Segmentation dataset excerpts
════

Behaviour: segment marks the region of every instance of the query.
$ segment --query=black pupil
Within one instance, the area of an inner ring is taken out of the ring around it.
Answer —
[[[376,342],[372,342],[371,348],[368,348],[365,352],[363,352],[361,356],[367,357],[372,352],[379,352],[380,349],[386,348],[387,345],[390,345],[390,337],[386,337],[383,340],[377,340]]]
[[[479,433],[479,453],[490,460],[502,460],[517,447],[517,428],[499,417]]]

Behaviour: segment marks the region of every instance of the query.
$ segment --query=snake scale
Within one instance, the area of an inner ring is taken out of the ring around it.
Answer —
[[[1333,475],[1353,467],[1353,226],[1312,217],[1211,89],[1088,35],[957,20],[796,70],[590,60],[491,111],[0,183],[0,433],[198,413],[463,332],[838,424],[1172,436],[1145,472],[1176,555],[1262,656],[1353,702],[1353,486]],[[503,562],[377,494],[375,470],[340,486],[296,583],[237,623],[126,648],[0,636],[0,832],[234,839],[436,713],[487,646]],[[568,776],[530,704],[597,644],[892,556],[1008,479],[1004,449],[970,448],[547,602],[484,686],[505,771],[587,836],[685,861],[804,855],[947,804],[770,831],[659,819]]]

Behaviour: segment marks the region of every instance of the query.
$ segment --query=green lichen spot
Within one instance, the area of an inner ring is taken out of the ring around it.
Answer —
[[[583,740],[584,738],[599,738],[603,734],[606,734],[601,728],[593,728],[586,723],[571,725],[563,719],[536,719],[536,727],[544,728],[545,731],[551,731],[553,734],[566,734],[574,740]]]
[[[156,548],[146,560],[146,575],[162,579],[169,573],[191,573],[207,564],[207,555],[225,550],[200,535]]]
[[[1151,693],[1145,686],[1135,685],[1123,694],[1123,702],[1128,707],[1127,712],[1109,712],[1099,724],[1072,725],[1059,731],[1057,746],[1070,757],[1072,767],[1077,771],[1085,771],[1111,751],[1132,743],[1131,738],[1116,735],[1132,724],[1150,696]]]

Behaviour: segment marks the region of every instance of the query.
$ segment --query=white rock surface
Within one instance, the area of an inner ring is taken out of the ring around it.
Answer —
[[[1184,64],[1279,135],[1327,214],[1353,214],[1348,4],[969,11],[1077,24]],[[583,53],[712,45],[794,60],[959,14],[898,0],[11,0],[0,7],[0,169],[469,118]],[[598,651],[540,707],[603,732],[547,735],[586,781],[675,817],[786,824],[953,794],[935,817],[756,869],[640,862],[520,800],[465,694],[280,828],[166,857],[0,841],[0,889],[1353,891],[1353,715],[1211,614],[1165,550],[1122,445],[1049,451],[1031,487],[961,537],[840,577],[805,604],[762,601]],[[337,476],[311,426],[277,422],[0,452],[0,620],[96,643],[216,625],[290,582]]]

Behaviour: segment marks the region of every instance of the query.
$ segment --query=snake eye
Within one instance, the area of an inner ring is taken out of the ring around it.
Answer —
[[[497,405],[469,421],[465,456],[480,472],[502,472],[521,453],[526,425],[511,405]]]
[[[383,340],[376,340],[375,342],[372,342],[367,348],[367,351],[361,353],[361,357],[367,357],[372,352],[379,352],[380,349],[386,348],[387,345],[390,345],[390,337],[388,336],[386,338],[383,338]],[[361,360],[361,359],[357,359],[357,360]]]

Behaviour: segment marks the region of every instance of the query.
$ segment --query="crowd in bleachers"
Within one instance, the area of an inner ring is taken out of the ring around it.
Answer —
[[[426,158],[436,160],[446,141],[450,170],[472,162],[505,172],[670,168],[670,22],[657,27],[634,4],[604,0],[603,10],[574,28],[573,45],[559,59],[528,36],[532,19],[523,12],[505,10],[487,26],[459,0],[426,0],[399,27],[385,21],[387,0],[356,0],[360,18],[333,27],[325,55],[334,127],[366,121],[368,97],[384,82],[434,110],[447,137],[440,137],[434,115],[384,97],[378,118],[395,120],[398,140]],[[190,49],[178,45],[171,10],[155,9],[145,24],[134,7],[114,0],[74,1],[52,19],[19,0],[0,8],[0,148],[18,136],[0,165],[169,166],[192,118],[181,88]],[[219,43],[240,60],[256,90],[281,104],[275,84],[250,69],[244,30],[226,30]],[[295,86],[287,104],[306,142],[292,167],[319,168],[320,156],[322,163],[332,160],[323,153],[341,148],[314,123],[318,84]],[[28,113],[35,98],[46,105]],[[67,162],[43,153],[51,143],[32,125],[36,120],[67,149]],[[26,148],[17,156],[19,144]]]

════

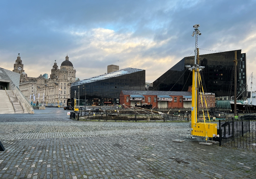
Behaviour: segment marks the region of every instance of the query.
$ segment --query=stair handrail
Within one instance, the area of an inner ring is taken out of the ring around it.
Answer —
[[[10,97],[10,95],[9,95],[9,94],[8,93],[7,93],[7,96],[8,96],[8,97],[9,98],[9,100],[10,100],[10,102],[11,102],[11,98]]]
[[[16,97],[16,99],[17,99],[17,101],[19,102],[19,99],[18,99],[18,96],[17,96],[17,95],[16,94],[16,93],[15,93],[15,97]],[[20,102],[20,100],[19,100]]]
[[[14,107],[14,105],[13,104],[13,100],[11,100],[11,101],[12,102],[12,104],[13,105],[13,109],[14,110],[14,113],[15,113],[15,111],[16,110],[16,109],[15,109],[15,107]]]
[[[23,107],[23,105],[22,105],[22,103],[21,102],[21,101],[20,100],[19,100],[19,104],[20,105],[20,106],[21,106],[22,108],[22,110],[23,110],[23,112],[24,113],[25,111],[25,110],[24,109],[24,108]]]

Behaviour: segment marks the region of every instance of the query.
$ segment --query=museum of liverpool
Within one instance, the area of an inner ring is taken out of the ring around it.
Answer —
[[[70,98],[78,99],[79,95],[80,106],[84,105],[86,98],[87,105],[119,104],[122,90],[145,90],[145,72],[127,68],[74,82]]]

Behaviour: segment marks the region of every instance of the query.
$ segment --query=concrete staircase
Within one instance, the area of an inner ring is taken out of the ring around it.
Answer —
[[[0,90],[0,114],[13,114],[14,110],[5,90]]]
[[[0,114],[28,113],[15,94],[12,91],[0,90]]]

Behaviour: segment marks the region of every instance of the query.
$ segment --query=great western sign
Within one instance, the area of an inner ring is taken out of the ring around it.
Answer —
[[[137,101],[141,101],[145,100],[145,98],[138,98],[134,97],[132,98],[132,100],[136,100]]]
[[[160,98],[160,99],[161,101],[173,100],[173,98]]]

════

▶ [Description of the task]:
Pick out every line of the items above that contains the word "snake", and copy each one.

▶ [Answer to this task]:
$ segment --query=snake scale
$ segment --query=snake eye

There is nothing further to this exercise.